EXERCISE SET:
1. Reproduce the passage from the housing complaint findings, starting with "- But, I do" and going on through "take further action.".
2. According to the housing complaint findings, what date was the meeting that Miss B was said not to have attended scheduled for?

SOURCE:
"""

The Council accused her of failing to attend an appointment which the Council had actually cancelled
- My view is the housing officer was wrong to tell Miss B’s MP that Miss B did not attend the meeting scheduled for 24 September. The Council sent an email to Miss B saying it would be sensible to re-schedule the meeting and that it would send a further email with alternative dates. So, I understand why Miss B did not attend the Council offices on the day of the scheduled meeting. Miss B was not to blame for the meeting not going ahead as planned.
- But, I do not consider the officer’s comments caused Miss B a significant injustice which would warrant us asking the Council to take further action.
The Council only invited her to two face-to-face meetings
- Councils have limited resources and the Council was able to contact Miss B by email and telephone. I understand why Miss B wanted more meetings in person. But, this is not evidence of fault.
Council staff have been rude and shown no compassion at all
- As stated above, my view is the Council’s handling of Miss B’s request for housing help was affected by fault. But, I have not seen any information to indicate Council staff have been rude or lacked compassion as claimed by Miss B.

"""

Location labeling records

"""

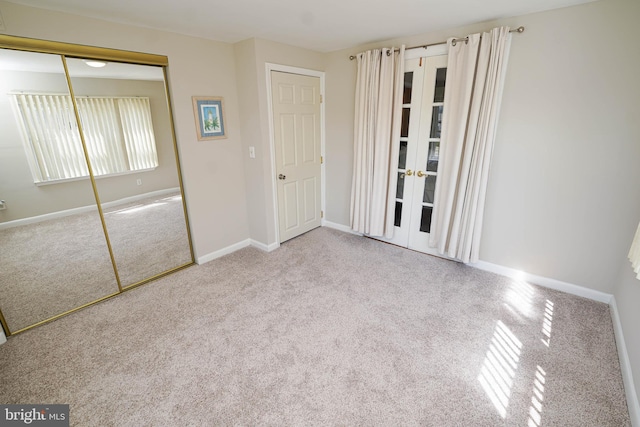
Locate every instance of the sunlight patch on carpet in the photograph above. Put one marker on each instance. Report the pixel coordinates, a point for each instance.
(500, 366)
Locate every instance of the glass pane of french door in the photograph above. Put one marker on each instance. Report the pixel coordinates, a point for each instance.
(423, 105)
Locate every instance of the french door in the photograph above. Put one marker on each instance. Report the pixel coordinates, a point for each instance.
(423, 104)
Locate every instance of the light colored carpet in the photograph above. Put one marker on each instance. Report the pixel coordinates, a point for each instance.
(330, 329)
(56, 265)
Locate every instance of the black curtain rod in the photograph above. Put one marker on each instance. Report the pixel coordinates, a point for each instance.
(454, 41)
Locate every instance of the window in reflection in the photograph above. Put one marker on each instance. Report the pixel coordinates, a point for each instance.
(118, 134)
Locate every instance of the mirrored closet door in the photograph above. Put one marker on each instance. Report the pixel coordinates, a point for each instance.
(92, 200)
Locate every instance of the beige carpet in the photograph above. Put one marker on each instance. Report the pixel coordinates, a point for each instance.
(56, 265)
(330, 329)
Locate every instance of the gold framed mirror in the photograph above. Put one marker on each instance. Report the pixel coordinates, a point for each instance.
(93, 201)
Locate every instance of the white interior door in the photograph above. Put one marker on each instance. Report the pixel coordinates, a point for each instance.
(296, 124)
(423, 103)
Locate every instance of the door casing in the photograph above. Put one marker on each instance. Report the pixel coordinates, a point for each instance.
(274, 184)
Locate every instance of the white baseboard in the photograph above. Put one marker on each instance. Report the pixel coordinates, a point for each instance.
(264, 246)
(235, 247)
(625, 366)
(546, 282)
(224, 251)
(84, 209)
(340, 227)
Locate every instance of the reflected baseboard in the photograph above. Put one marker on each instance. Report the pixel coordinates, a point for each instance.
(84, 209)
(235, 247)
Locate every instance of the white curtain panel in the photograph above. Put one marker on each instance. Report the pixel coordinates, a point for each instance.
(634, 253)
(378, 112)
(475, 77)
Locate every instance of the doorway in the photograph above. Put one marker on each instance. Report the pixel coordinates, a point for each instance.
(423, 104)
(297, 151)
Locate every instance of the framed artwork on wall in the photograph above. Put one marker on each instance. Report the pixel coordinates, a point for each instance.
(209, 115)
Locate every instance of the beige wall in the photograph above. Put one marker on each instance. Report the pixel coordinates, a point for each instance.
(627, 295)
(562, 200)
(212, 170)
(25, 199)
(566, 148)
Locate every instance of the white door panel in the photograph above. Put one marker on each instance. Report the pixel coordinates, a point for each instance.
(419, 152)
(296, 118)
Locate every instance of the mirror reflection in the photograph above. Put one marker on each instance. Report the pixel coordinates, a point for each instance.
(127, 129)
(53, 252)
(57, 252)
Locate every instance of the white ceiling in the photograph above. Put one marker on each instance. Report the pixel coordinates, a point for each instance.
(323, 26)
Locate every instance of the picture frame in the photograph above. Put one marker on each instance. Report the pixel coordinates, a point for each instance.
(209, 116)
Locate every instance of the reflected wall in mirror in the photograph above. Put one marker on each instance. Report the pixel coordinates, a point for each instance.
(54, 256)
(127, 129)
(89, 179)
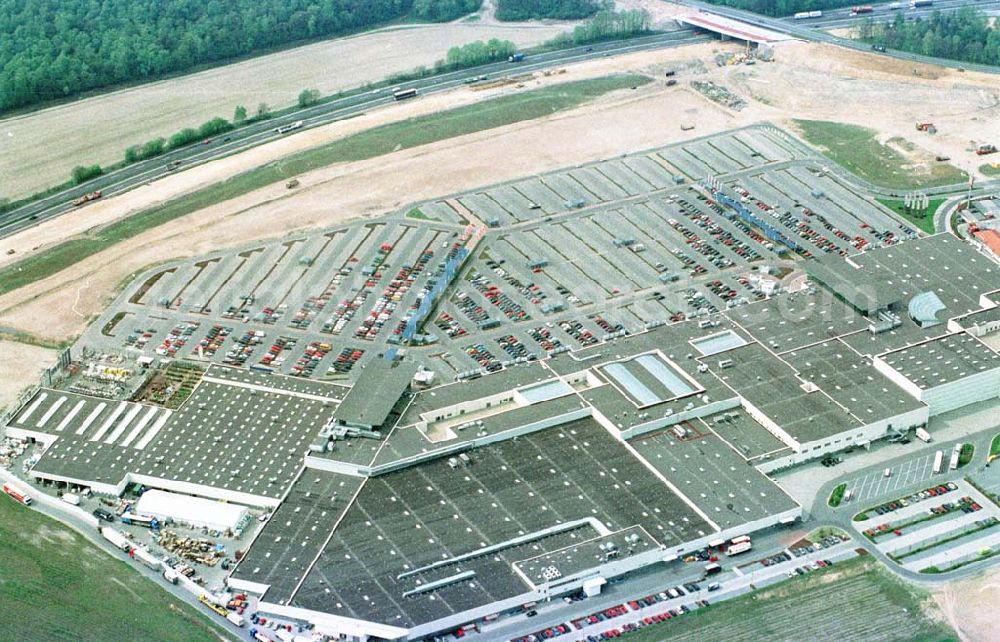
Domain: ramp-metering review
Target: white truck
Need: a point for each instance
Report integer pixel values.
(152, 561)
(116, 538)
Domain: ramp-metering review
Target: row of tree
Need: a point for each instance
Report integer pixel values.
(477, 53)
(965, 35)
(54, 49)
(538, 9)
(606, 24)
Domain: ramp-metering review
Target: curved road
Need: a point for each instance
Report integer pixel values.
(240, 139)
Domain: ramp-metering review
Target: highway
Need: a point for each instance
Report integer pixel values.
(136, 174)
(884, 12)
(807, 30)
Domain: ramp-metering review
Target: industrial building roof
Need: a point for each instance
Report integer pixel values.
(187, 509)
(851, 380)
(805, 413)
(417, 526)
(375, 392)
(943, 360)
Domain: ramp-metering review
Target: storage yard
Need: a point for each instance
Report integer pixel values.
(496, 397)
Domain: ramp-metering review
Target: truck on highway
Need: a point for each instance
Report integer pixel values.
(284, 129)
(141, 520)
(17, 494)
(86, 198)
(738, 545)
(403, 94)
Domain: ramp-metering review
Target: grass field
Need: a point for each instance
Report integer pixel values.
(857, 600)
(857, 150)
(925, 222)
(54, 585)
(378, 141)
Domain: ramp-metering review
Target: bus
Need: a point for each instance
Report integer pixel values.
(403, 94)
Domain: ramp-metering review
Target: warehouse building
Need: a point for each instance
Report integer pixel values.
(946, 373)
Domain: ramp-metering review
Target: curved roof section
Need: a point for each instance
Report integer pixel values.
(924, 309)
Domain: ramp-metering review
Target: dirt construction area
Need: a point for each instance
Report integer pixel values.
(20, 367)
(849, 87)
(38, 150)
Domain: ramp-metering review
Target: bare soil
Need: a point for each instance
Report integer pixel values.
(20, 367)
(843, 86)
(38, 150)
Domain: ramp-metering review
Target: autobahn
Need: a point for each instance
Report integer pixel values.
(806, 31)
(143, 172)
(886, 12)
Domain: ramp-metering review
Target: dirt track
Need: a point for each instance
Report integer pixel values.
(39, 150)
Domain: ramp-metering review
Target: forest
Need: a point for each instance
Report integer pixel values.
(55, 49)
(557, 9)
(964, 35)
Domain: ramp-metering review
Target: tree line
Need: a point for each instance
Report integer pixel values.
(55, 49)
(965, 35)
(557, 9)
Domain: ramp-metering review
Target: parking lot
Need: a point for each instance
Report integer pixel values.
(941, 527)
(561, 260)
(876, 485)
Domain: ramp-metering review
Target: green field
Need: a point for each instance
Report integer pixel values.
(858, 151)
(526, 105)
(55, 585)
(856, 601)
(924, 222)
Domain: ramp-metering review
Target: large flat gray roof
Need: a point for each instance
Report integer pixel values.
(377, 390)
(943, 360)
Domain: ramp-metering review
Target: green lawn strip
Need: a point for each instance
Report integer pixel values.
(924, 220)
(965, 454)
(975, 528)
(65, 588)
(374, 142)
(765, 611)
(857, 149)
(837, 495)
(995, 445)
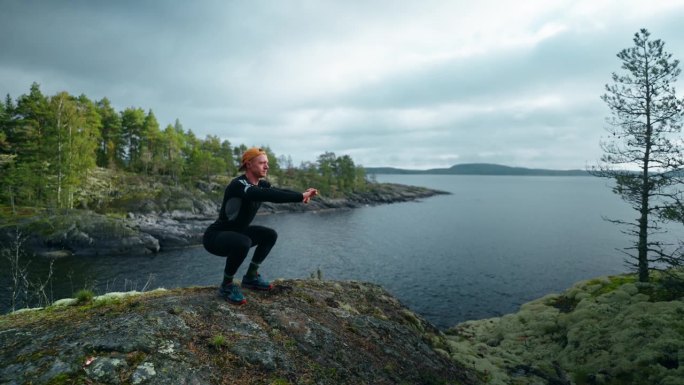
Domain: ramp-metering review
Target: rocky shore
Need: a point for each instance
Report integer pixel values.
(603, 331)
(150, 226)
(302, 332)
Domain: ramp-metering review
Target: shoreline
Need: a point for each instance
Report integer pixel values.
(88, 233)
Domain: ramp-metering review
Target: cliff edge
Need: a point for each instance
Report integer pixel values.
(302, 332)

"""
"""

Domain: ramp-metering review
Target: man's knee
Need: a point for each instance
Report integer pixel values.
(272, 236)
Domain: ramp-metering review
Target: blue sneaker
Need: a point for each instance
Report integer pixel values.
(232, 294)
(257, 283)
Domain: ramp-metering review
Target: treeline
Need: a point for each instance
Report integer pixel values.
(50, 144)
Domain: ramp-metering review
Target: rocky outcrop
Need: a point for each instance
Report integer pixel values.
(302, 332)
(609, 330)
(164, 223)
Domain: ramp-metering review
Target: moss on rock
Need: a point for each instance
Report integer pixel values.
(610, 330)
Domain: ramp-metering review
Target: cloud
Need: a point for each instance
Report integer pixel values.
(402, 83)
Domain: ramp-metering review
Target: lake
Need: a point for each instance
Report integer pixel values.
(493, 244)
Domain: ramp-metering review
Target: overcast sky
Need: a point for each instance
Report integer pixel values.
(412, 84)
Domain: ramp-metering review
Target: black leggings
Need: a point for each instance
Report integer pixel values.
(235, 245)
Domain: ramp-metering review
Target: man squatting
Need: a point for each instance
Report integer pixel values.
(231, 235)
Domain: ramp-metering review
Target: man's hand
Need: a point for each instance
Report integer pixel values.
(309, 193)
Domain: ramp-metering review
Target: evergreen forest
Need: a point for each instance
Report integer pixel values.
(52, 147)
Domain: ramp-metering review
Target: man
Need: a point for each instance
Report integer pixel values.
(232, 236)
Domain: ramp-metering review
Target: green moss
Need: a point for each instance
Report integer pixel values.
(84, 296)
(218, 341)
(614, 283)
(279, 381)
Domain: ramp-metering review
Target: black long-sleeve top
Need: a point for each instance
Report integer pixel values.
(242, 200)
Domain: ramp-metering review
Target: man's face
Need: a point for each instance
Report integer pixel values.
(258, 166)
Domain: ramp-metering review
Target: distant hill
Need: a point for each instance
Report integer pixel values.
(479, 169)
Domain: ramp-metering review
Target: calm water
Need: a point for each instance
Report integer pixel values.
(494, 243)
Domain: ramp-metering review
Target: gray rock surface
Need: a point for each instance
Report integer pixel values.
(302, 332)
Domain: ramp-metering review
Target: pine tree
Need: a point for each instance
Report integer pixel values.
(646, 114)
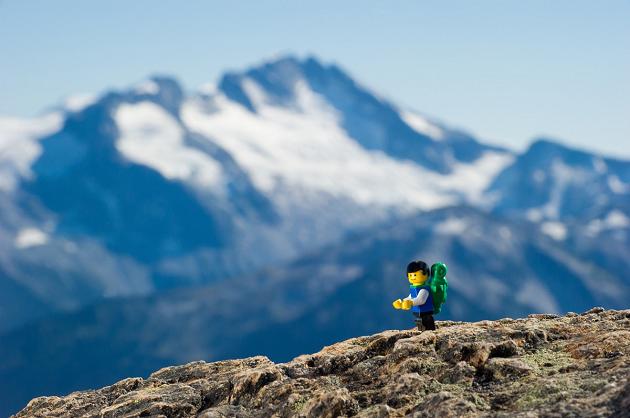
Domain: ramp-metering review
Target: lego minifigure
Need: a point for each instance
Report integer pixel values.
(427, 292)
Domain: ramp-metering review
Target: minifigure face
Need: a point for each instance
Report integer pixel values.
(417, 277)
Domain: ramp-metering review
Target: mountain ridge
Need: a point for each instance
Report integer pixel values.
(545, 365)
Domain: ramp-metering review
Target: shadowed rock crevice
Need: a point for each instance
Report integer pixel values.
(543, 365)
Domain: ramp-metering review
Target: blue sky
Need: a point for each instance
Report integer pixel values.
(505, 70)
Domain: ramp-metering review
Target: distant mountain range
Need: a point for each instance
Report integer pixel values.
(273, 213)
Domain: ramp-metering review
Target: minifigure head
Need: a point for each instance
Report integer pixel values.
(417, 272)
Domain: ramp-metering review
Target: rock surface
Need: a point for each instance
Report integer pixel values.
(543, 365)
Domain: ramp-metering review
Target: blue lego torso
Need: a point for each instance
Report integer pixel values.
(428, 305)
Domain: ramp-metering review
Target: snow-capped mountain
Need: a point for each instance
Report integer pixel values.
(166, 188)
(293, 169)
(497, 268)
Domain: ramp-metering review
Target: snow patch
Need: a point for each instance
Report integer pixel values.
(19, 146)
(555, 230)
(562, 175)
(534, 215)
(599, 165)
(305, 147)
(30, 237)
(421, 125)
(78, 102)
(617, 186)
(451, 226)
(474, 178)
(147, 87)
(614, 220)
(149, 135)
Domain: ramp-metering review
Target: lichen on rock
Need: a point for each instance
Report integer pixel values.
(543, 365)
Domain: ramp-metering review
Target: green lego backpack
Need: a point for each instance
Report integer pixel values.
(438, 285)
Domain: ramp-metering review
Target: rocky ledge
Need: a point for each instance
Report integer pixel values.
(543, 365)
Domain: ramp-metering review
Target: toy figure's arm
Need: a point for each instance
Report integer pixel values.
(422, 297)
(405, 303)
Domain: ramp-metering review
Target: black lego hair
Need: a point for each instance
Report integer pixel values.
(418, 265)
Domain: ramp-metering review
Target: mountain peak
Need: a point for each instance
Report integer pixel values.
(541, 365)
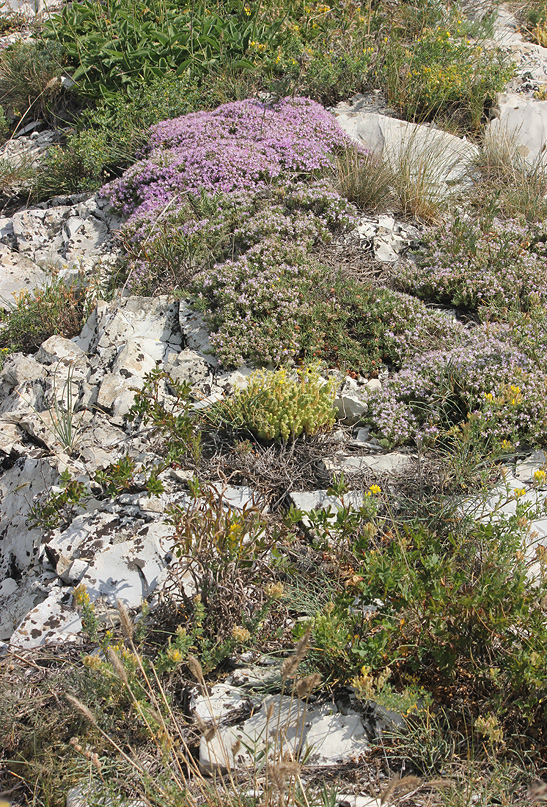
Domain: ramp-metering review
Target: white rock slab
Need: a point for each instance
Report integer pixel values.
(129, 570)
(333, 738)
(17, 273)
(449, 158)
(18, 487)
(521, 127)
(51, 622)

"""

THE RESULTS:
1.
- But, I do not consider the officer’s comments caused Miss B a significant injustice which would warrant us asking the Council to take further action.

2. 24 September